◆ **What to do**:
Each line below from the one containing "spur listed here." through the one containing "Target: yellow flower" should be output exactly as it stands, and no other line should appear.

[Point localization data]

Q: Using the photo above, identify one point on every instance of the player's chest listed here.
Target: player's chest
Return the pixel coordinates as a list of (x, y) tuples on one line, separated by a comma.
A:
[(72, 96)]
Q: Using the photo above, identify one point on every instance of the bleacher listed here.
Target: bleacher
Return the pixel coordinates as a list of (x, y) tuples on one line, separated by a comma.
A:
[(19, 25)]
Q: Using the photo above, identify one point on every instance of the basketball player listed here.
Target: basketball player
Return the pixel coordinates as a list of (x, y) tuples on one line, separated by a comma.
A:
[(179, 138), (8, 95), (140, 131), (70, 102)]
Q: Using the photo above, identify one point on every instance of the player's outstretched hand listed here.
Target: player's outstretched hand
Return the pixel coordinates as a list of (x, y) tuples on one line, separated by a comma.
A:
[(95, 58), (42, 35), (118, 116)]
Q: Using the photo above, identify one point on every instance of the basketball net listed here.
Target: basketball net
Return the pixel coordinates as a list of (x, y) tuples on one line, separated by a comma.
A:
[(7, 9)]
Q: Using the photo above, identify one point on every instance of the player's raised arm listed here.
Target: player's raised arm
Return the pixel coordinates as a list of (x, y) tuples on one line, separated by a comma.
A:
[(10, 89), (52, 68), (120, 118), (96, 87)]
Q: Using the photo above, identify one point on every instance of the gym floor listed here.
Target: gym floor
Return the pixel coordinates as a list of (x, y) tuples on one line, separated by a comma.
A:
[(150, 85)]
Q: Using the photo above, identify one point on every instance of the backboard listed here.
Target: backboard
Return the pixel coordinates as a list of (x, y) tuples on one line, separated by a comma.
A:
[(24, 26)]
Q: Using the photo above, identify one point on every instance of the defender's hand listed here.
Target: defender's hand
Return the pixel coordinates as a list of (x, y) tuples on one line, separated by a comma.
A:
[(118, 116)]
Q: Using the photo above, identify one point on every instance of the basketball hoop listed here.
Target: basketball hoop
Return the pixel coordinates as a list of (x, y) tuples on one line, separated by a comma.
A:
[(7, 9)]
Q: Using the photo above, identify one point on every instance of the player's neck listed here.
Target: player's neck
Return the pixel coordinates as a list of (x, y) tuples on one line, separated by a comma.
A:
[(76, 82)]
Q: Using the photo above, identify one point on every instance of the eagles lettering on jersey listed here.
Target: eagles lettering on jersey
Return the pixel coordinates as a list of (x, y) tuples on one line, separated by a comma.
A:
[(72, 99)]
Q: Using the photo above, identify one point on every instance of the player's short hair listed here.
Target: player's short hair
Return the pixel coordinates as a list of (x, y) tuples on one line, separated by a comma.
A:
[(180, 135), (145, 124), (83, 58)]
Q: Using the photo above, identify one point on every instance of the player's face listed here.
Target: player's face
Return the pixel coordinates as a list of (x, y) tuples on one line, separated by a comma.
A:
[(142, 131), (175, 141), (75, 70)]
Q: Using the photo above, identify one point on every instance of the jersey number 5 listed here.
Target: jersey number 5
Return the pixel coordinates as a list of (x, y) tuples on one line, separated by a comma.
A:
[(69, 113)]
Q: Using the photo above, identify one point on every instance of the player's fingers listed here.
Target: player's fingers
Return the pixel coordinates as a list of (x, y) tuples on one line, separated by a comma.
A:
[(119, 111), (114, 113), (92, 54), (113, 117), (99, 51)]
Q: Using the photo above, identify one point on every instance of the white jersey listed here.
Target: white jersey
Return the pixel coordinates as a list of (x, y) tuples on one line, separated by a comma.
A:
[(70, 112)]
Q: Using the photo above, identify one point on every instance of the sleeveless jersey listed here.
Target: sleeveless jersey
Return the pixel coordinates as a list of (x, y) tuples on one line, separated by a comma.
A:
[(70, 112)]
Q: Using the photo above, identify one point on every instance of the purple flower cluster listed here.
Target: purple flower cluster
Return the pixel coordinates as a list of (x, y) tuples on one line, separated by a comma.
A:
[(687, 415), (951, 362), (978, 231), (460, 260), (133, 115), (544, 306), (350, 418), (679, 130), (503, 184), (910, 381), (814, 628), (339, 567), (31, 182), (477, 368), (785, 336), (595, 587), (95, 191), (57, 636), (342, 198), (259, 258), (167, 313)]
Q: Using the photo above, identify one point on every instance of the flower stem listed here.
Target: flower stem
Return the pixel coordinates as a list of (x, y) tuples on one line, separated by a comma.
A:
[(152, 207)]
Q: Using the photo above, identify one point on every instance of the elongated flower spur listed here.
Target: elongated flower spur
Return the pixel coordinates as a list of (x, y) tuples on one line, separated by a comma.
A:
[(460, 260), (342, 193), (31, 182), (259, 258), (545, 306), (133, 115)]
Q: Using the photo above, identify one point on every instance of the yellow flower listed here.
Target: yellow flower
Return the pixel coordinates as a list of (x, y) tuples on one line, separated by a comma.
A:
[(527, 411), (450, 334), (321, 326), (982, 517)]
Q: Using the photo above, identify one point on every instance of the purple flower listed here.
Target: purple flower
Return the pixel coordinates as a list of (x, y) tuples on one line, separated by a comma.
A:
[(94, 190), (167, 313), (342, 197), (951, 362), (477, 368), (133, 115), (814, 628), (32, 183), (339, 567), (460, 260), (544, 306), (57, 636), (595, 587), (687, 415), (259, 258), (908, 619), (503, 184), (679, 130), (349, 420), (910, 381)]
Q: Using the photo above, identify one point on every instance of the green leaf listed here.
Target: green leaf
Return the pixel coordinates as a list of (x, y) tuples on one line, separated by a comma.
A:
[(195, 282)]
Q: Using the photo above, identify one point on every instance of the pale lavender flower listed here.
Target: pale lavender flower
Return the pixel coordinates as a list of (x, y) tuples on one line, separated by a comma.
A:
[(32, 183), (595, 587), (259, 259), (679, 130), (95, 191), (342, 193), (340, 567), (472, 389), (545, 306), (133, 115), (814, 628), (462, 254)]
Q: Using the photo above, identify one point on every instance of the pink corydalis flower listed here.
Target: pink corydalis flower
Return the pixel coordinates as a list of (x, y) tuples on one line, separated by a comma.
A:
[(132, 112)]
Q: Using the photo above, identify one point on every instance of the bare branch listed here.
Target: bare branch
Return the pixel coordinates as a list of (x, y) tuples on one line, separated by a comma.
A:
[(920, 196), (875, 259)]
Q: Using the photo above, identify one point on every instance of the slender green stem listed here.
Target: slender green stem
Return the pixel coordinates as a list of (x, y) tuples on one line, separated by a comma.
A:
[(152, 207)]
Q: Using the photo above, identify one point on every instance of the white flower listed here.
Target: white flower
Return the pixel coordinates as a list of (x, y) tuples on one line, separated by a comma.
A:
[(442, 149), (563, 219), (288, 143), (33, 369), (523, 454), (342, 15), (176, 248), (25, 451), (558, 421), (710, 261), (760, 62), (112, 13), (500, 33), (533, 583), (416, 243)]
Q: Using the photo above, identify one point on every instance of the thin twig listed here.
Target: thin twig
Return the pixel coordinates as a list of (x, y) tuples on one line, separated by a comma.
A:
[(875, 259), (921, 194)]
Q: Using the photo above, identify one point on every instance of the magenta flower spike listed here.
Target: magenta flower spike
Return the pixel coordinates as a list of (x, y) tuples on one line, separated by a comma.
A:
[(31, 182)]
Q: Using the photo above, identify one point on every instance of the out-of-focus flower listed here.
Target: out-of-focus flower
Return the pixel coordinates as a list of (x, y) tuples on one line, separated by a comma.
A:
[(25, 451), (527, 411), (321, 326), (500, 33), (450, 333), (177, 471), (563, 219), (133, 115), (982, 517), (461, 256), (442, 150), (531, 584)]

◆ **Exercise response**:
Q: Using the photo above, identify one point on every instance of the elongated flower spur listed here.
Target: elongated flower spur
Return the pixel coordinates as a list of (x, y) tuples on one line, separated by a comma.
A:
[(460, 260), (342, 193), (31, 182), (259, 258), (545, 306), (133, 115)]
Q: Using the photo above, identify one point on every instance of the yellow flower listed here.
Target: yellow flower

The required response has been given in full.